§ **Work order**: A bare number is all that is needed: how many lines below contain the string "tree"?

Natural-language object grounding data
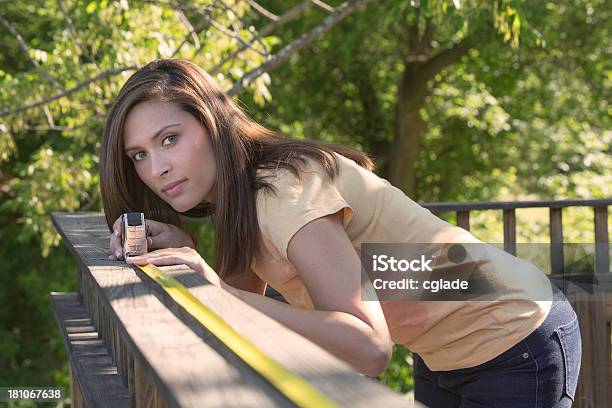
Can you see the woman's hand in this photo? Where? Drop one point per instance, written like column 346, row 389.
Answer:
column 159, row 235
column 178, row 256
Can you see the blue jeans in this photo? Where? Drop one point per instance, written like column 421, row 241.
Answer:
column 540, row 371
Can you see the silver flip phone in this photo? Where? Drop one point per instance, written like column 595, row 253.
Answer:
column 134, row 237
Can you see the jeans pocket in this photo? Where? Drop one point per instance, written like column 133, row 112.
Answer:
column 571, row 348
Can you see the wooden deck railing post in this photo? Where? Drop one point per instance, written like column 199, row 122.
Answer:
column 556, row 241
column 154, row 353
column 509, row 231
column 602, row 254
column 463, row 220
column 594, row 309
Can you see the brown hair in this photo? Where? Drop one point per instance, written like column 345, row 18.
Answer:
column 240, row 147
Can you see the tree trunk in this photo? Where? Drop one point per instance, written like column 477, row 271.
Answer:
column 409, row 128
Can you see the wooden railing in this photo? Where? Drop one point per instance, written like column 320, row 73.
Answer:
column 132, row 345
column 591, row 297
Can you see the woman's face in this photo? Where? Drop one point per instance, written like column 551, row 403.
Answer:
column 168, row 146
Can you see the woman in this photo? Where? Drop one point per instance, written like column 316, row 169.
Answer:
column 294, row 214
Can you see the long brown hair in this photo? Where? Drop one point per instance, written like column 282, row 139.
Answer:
column 240, row 147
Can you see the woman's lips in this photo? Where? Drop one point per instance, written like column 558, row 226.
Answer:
column 176, row 190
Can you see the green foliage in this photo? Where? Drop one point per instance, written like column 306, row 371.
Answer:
column 399, row 374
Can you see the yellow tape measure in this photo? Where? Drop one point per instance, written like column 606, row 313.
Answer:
column 294, row 387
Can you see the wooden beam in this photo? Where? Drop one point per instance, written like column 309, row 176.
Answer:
column 95, row 379
column 602, row 257
column 463, row 220
column 556, row 241
column 509, row 231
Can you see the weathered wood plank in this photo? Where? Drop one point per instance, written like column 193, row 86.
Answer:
column 463, row 220
column 509, row 231
column 98, row 384
column 506, row 205
column 180, row 358
column 556, row 241
column 602, row 248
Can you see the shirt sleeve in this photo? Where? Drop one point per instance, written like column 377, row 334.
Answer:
column 296, row 202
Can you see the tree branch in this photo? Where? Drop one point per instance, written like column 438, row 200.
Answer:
column 340, row 13
column 26, row 50
column 67, row 92
column 262, row 10
column 267, row 29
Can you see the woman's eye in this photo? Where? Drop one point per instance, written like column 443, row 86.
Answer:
column 138, row 157
column 170, row 138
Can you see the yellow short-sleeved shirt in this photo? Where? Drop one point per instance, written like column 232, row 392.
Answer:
column 448, row 335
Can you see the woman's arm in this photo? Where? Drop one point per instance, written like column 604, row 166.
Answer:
column 343, row 324
column 249, row 282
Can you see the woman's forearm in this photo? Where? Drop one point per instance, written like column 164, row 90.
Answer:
column 342, row 334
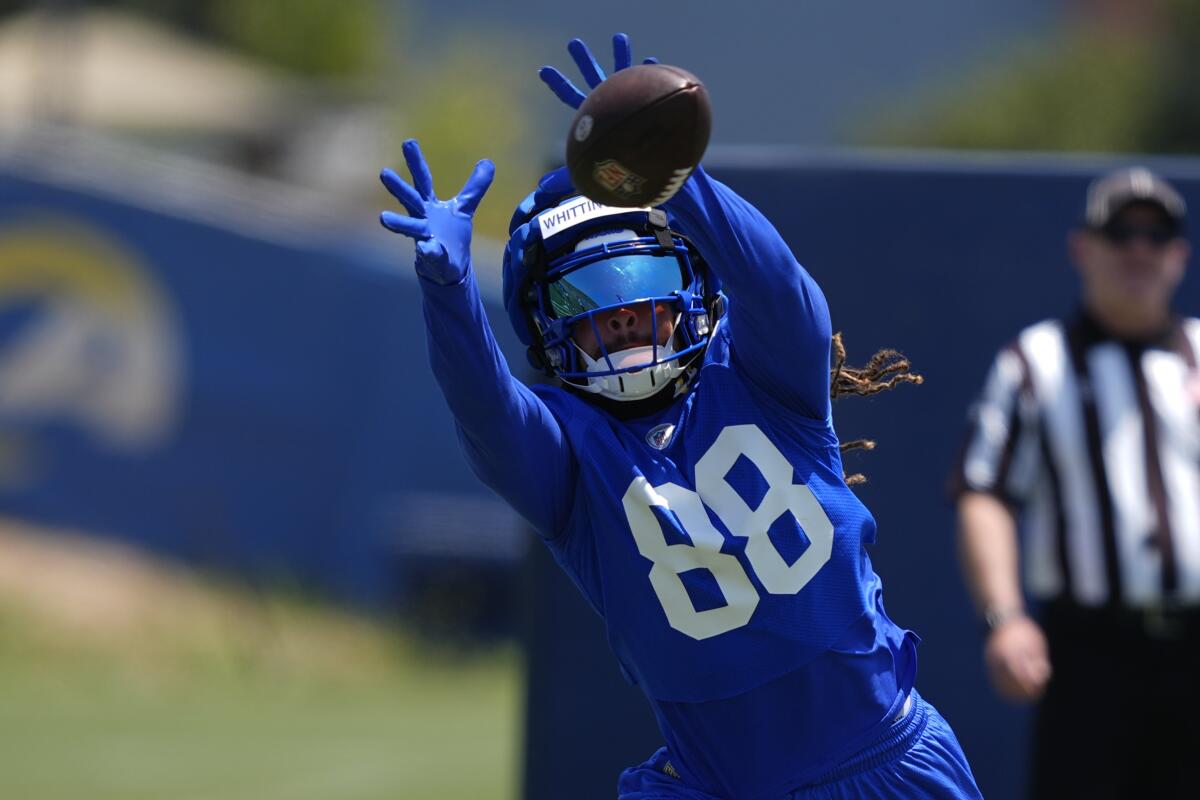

§ **Answer box**: 2